# Written problem
Please reproduce the entries below word for word. Begin at the line that contains "Where can the person standing" and stop after the line that contains "column 430, row 198".

# Provided records
• • • •

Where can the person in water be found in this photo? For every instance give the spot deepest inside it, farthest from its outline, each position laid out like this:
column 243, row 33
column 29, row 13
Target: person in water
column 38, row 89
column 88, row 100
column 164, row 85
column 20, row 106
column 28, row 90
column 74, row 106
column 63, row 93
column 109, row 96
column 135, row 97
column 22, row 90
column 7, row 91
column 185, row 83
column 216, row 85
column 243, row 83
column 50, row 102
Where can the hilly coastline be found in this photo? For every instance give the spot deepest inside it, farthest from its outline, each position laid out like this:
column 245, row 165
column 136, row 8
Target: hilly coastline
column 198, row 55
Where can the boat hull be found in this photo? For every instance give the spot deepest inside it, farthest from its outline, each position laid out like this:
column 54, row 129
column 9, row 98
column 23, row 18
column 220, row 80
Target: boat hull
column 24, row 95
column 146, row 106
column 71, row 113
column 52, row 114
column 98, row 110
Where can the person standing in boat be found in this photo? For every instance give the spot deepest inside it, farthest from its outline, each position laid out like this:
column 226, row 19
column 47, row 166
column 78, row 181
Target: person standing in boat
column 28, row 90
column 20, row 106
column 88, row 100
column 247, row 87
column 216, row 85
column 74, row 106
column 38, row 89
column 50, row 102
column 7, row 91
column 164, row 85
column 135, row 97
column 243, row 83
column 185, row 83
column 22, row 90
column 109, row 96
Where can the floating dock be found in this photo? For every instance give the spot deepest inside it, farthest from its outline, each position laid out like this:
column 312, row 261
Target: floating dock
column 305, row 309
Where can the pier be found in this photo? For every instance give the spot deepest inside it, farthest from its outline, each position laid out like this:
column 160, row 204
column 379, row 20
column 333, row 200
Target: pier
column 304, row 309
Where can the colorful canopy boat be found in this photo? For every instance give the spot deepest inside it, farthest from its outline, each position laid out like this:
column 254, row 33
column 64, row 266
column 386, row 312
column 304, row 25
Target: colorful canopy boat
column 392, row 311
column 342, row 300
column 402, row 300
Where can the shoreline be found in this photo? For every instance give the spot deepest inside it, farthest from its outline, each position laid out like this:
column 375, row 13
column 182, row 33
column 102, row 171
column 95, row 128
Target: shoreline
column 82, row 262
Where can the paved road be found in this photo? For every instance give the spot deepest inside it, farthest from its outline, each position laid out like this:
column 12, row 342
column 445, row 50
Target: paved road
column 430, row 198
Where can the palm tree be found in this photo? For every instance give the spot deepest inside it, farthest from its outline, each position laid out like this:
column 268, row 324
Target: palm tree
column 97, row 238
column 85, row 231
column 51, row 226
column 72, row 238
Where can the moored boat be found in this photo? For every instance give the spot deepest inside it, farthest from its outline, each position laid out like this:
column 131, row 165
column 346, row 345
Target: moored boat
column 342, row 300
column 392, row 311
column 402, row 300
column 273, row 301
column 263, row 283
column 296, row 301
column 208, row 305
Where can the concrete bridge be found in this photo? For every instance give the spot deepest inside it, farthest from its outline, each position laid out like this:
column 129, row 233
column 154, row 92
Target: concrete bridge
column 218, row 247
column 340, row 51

• • • •

# Output below
Where can the person standing in boat be found in this photo? For every instance give the spot deepest inside it, farthest from its outline, each position laid out like this:
column 226, row 19
column 47, row 166
column 78, row 181
Target: person standing in boat
column 28, row 90
column 20, row 106
column 88, row 100
column 247, row 87
column 216, row 85
column 74, row 106
column 38, row 89
column 50, row 102
column 7, row 91
column 164, row 85
column 135, row 97
column 243, row 83
column 185, row 83
column 22, row 90
column 109, row 96
Where can the floating dock be found in this photo? For every instance give the spot deepest inside it, farthest from its outline, each position laid out like this:
column 312, row 261
Target: floating dock
column 305, row 309
Where can the pier be found in this photo? For every instance give the spot deepest inside it, farthest from its outline, each position laid out like this:
column 160, row 204
column 379, row 20
column 333, row 200
Target: pier
column 304, row 309
Where can the colorful canopy boat be found in this photo? For every instance give the spot deepest inside it, farthest from its outline, each position laid out like this:
column 254, row 33
column 64, row 266
column 386, row 312
column 304, row 25
Target: colorful canopy boat
column 392, row 311
column 342, row 300
column 402, row 300
Where can the shoreline be found in this photo? For every instance give the spot deepest inside it, farthest from its outline, each position laid out like this:
column 375, row 13
column 182, row 33
column 102, row 171
column 95, row 128
Target: shoreline
column 82, row 262
Where can the paved road be found in this photo? For every instance give the spot deepest inside it, farthest from its outline, each position laid out like this:
column 12, row 342
column 445, row 50
Target: paved road
column 430, row 198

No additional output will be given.